**Directions**
a - In the text on HEALNet, rewrite the part that starts with "HEALNet: Multimodal Fusion" and ends after "embeddings is presented.", changing "missing modalities" to "absent modalities".
b - Pick up the text on the HEALNet fusion network after its last sentence and keep writing.

**Selected text**
·····

HEALNet: Multimodal Fusion for Heterogeneous Biomedical Data

TL;DR

A flexible multimodal fusion architecture that preserves modality-specific structural information, can effectively handle missing modalities during training and inference, and enables intuitive model inspection by learning on the raw data input instead of opaque embeddings is presented.

Abstract

Technological advances in medical data collection, such as high-throughput genomic sequencing and digital high-resolution histopathology, have contributed to the rising requirement for multimodal biomedical modelling, specifically for image, tabular and graph data. Most multimodal deep learning approaches use modality-specific architectures that are often trained separately and cannot capture the crucial cross-modal information that motivates the integration of different data sources. This paper presents the Hybrid Early-fusion Attention Learning Network (HEALNet): a flexible multimodal fusion architecture, which a) preserves modality-specific structural information, b) captures the cross-modal interactions and structural information in a shared latent space, c) can effectively handle missing modalities during training and inference, and d) enables intuitive model inspection by learning on the raw data input instead of opaque embeddings. We conduct multimodal survival analysis on Whole Slide Images and Multi-omic data on four cancer datasets from The Cancer Genome Atlas (TCGA). HEALNet achieves state-of-the-art performance compared to other end-to-end trained fusion models, substantially improving over unimodal and multimodal baselines whilst being robust in scenarios with missing modalities.

·····

**Information given**
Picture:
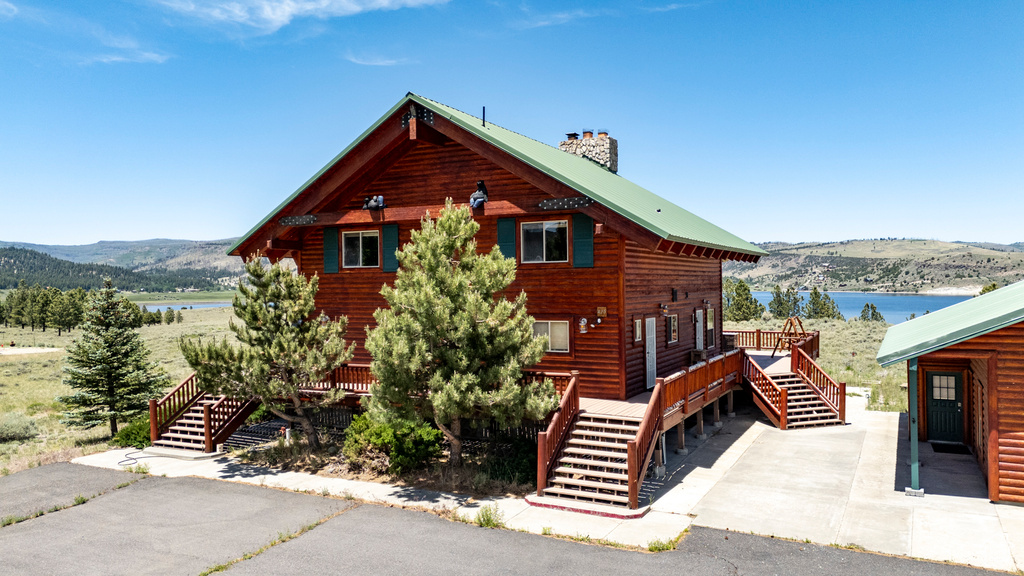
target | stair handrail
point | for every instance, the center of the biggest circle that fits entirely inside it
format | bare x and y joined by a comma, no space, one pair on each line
550,442
640,449
830,392
772,399
172,406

·····

**Results for the exercise**
a -
HEALNet: Multimodal Fusion for Heterogeneous Biomedical Data

TL;DR

A flexible multimodal fusion architecture that preserves modality-specific structural information, can effectively handle absent modalities during training and inference, and enables intuitive model inspection by learning on the raw data input instead of opaque embeddings is presented.

b -
Paper Structure (12 sections, 4 equations, 4 figures, 6 tables, 2 algorithms)

This paper contains 12 sections, 4 equations, 4 figures, 6 tables, 2 algorithms.

Figures (4)

  • Figure 1: Overview of HEALNet (Hybrid Early-fusion Attention Learning Network) using a shared and modality-specific parameter space to learn from structurally different data sources in the same model (Fig. 1A). The shared space is a learned latent embedding $S$ that is iteratively updated through $d$ attention-based fusion layers and captures the shared information between modalities. The hybrid early-fusion layer (Fig. 1B, and Eq. \ref{['eq:update_function']}) learns the cross-attention weights $W_m=\{W^{(q)}_m, W^{(k)}_m, W^{(v)}_m\}$ for each modality $m$ corresponding to the queries ($Q_m=W^{(q)}_m S$), keys ($K_m=W^{(k)}_m X_m$), and values ($V_m=W^{(v)}_m X_m$) which are shared between layers. These layers capture the structural information of each modality and encode it in the shared embedding after a pass through a self-normalising network (SNN) layer.
  • Figure 2: Mean percentage uplift of all multimodal models compared to the best unimodal baseline. Across all tested TCGA cancer sites, HEALNet's hybrid early-fusion paradigm outperforms early, intermediate, and late fusion methods.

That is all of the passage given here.